**課題 1:** 記録の中で「Target: utility pole」を含む行から始めて記録の最後までを、「utility pole」を「power pole」に変え、それ以外はそのままにして書き直してください。画像は回答に含めないでください。

労災事故によって受傷した部位に、症状固定後も疼痛(痛み)、痺れなどの感覚障害がある場合、神経系統の障害として認定される可能性があります。

そして、次のいずれかによって、対象となる等級が変わります。

  1. 疼痛、感覚障害(特殊な性状の疼痛を除く)
  2. 特殊な疼痛(カウザルギー、反射性交感神経性ジストロフィー)

疼痛、感覚障害(特殊な性状の疼痛を除く)

後遺障害等級表(局部の神経系統の障害)

等級 障害の程度 労災保険による補償
第12級の12 局部にがん固な神経症状を残すもの 給付基礎日額の156日分(一時金)
第14級の9 局部に神経症状を残すもの 〃56日分(一時金)

疼痛・感覚障害の等級は、12級と14級の2種類しかありません。

また、等級表上、その違いというのは、神経症状に「がん固」という条件が付くか付かないかの差しかありません。

痛みを始めとする感覚障害は、日常生活や仕事に大きな影響を及ぼすことも少なくありませんが、労災の後遺障害の中ではあまり重い障害として認定してもらえないという問題点があります。

認定の基準

疼痛(痛み)の場合

疼痛(痛み)の場合には、12級または14級となる可能性があります。

12級の基準

「通常の労務に服することはできるが、時には強度の疼痛のため、ある程度差し支えがあるもの」と判断された場合には、第12級の12となります。

14級の基準

「通常の労務に服することはできるが、受傷部位にほとんど常時疼痛を残すもの」と判断された場合には、第14級の9となります。

疼痛以外の感覚障害

疼痛以外の異常感覚(蟻走感、感覚脱失等)は、その範囲が広い場合に限り、第14級に認定されます。

疼痛であれば、程度によって12級・14級の選択肢があるのに対し、疼痛以外の感覚障害は対象が14級しかありません。

疼痛を感じるときは、労基署の調査段階で積極的に調査官に伝えることが、正しい後遺障害等級の認定につながります。

参考:審査請求により後遺障害が14級から12級になった事例

特殊な疼痛(カウザルギー、反射性交感神経性ジストロフィー)

後遺障害等級表

等級 障害の程度 労災保険による補償
第7級の3 神経系統の機能又は精神に障害を残し、軽易な労務以外の労務に服することができないもの 給付基礎日額の131日分(年金)

**課題 2:** 原文によると、蟻走感や感覚脱失などの疼痛以外の異常感覚は、どのような場合に第14級に認定されますか。

**データ記録:**
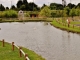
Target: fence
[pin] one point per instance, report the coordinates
(20, 49)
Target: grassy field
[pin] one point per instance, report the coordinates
(6, 53)
(64, 26)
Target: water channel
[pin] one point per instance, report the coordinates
(46, 40)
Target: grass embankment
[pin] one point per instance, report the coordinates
(64, 26)
(6, 53)
(29, 19)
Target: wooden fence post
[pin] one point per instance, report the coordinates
(26, 56)
(20, 53)
(13, 46)
(73, 26)
(3, 42)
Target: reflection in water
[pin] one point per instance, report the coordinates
(50, 42)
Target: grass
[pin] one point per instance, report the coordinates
(6, 53)
(29, 19)
(76, 29)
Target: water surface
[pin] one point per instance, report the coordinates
(46, 40)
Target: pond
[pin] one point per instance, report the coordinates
(46, 40)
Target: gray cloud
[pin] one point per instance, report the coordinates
(38, 2)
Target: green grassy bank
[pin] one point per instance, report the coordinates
(6, 53)
(64, 26)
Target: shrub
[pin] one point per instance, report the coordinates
(10, 14)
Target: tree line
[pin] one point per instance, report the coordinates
(24, 5)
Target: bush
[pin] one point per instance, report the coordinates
(27, 14)
(10, 14)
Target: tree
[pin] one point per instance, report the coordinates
(70, 5)
(55, 6)
(45, 12)
(13, 7)
(22, 7)
(33, 7)
(7, 8)
(43, 6)
(67, 10)
(2, 8)
(19, 3)
(25, 3)
(72, 13)
(78, 5)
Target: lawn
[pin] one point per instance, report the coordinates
(64, 26)
(6, 53)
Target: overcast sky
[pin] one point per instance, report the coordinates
(38, 2)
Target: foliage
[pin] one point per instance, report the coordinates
(75, 29)
(67, 9)
(55, 6)
(2, 8)
(7, 54)
(45, 12)
(27, 14)
(10, 14)
(13, 7)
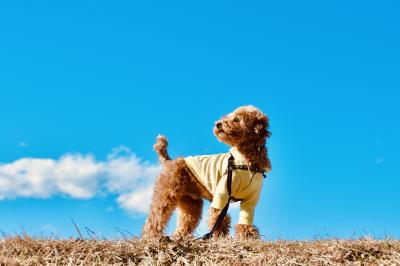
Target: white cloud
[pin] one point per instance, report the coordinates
(82, 177)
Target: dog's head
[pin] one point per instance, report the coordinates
(245, 124)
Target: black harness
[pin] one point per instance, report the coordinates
(229, 170)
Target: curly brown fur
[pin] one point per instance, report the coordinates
(245, 231)
(247, 129)
(161, 148)
(223, 229)
(176, 187)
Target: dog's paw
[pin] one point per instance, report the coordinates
(245, 231)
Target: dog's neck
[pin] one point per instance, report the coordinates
(255, 153)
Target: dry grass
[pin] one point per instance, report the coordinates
(28, 251)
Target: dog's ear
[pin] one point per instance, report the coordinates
(261, 126)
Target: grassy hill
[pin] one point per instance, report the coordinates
(28, 251)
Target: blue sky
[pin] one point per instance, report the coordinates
(85, 87)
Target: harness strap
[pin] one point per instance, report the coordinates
(225, 209)
(229, 170)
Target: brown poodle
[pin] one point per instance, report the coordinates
(184, 182)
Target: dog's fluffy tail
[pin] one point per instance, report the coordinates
(161, 148)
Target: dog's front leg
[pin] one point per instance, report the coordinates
(223, 229)
(246, 231)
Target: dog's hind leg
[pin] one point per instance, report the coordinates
(163, 204)
(189, 215)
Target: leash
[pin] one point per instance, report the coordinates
(229, 170)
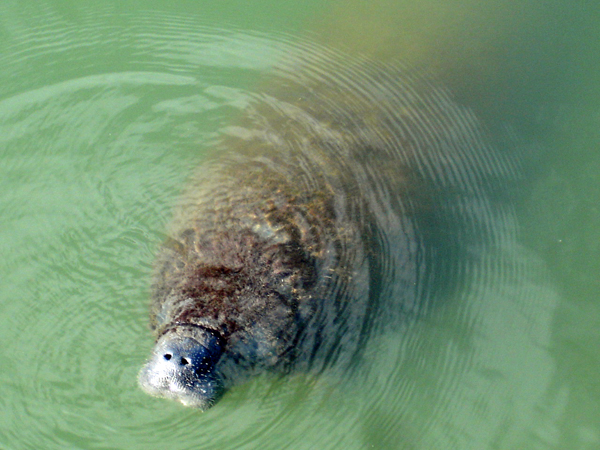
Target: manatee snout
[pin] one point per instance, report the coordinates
(183, 367)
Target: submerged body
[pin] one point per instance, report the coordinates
(282, 242)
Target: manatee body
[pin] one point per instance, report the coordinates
(329, 206)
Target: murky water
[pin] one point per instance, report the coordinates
(105, 113)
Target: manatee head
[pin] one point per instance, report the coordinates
(182, 367)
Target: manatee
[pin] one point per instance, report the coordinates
(340, 200)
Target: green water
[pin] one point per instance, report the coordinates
(104, 112)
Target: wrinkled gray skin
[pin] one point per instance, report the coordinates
(326, 203)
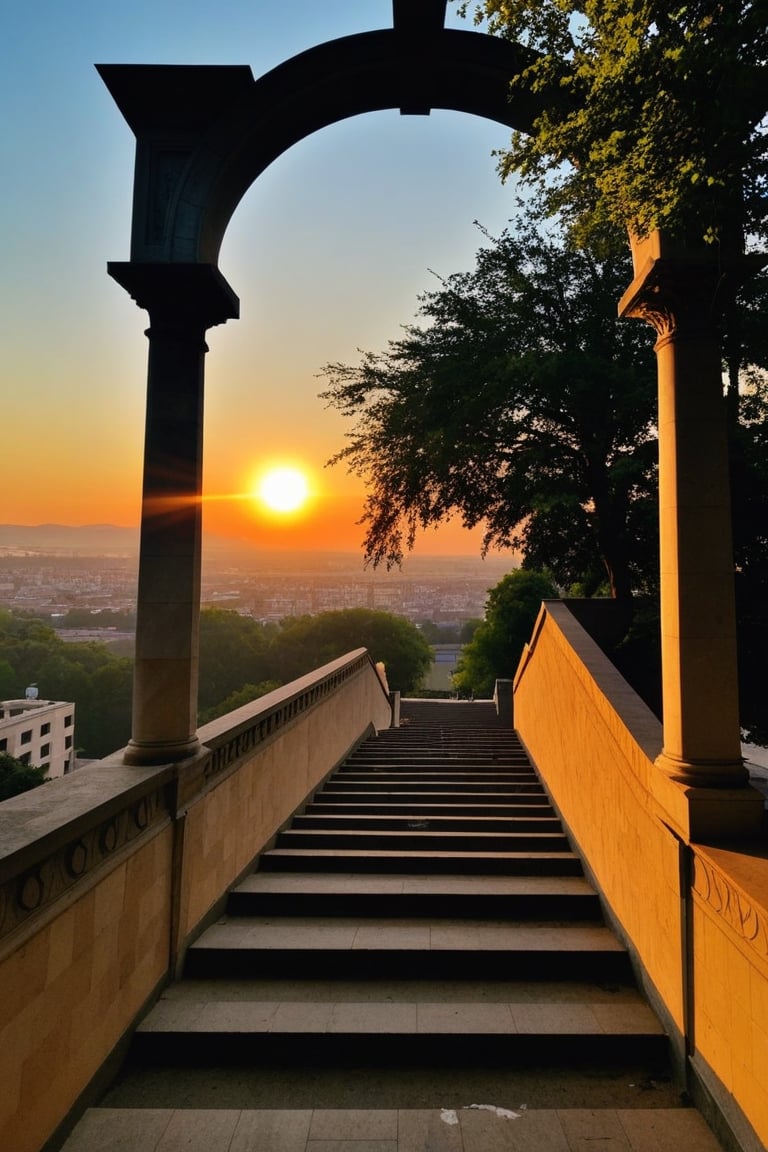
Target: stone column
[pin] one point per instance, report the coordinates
(183, 301)
(677, 294)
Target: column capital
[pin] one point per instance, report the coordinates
(676, 298)
(182, 294)
(683, 290)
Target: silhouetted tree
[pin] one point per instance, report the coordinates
(495, 649)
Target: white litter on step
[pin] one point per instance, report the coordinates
(502, 1113)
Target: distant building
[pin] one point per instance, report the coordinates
(40, 733)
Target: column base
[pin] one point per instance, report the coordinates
(707, 813)
(150, 755)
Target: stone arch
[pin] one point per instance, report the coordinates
(205, 134)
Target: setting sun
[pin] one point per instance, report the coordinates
(282, 490)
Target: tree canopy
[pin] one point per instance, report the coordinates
(659, 116)
(16, 777)
(519, 402)
(496, 646)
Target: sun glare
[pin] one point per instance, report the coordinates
(282, 490)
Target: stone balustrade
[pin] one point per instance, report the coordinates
(107, 874)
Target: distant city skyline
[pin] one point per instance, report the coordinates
(328, 254)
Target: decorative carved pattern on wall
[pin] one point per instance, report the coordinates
(33, 891)
(750, 923)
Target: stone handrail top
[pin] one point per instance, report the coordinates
(45, 819)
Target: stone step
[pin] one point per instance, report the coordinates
(529, 811)
(420, 823)
(454, 788)
(355, 894)
(423, 840)
(533, 796)
(407, 948)
(500, 863)
(203, 1030)
(461, 1126)
(442, 770)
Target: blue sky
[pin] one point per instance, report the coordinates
(327, 252)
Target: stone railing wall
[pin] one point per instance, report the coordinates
(694, 914)
(107, 874)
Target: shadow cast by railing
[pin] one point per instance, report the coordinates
(107, 874)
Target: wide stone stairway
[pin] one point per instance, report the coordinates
(417, 965)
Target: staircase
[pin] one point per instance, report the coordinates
(417, 965)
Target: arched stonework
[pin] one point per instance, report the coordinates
(205, 134)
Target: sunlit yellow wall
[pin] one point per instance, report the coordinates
(730, 940)
(597, 771)
(594, 743)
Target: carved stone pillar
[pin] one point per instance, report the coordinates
(676, 293)
(183, 301)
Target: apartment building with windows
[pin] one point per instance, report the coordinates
(40, 733)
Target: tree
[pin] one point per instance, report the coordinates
(245, 695)
(16, 777)
(234, 651)
(521, 402)
(305, 643)
(655, 114)
(495, 649)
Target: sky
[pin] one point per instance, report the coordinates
(328, 252)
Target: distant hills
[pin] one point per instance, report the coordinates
(115, 540)
(85, 539)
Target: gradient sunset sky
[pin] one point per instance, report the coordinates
(327, 252)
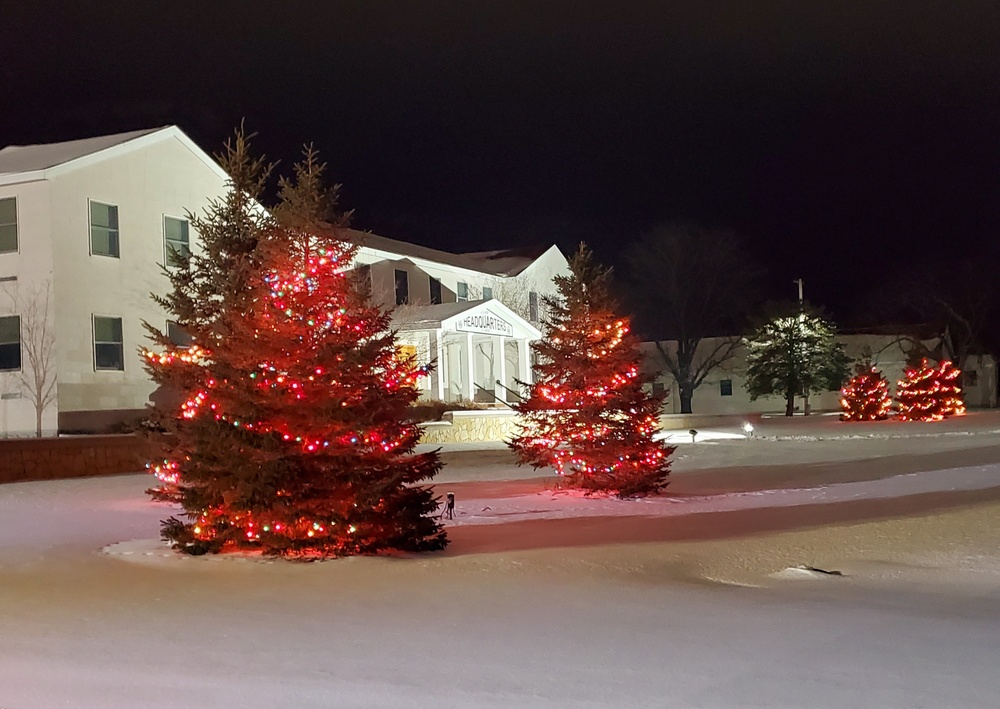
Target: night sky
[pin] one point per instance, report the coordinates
(820, 130)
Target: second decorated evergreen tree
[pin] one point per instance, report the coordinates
(929, 393)
(865, 397)
(587, 414)
(291, 437)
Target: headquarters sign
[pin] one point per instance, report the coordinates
(486, 323)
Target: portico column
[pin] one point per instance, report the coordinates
(500, 352)
(470, 387)
(522, 356)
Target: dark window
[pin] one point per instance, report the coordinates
(363, 279)
(103, 229)
(178, 336)
(8, 224)
(176, 245)
(10, 342)
(402, 287)
(108, 350)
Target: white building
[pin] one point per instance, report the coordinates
(723, 391)
(85, 225)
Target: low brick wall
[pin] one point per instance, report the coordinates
(471, 427)
(24, 459)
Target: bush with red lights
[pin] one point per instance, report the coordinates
(930, 393)
(865, 397)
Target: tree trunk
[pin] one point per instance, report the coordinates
(686, 392)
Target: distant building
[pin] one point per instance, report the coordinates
(90, 221)
(724, 390)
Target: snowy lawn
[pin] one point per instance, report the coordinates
(546, 599)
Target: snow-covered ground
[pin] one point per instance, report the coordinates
(532, 606)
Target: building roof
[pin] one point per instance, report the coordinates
(29, 158)
(508, 262)
(446, 315)
(422, 317)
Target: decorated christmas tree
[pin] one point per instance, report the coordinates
(930, 393)
(291, 435)
(587, 415)
(865, 397)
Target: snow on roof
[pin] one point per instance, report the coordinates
(420, 317)
(498, 263)
(29, 158)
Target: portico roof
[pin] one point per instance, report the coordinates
(488, 317)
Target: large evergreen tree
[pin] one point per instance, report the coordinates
(291, 436)
(794, 355)
(587, 415)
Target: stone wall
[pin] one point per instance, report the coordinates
(24, 459)
(471, 427)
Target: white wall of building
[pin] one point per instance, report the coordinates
(148, 178)
(146, 184)
(31, 265)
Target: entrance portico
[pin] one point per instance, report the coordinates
(480, 348)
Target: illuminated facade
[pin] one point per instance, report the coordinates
(91, 221)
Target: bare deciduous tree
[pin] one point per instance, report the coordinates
(38, 369)
(691, 286)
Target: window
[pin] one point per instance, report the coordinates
(10, 343)
(178, 336)
(108, 351)
(103, 229)
(363, 276)
(8, 225)
(176, 245)
(402, 287)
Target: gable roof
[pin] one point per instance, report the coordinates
(29, 158)
(509, 262)
(445, 315)
(21, 163)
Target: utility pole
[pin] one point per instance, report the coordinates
(805, 394)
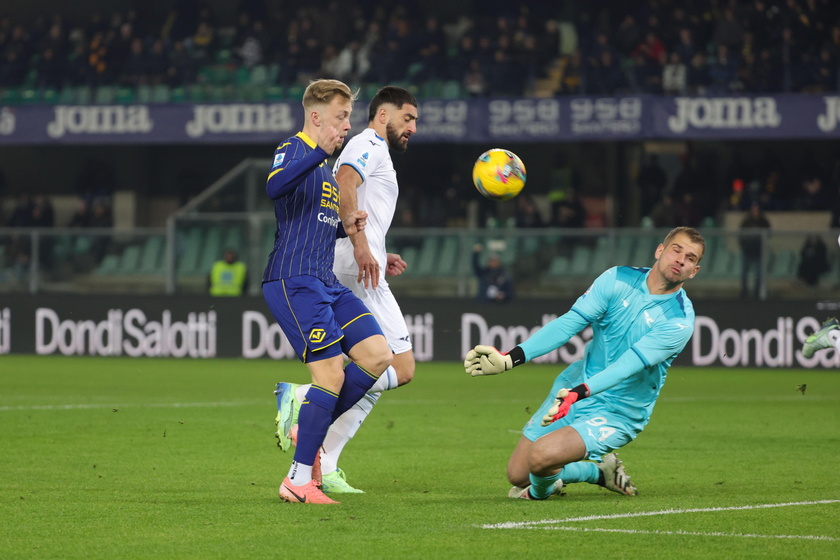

**回答全文 1:**
Target: power pole
[pin] one point per instance, report the coordinates
(805, 394)

**回答全文 2:** その範囲が広い場合に限り、第14級に認定されます。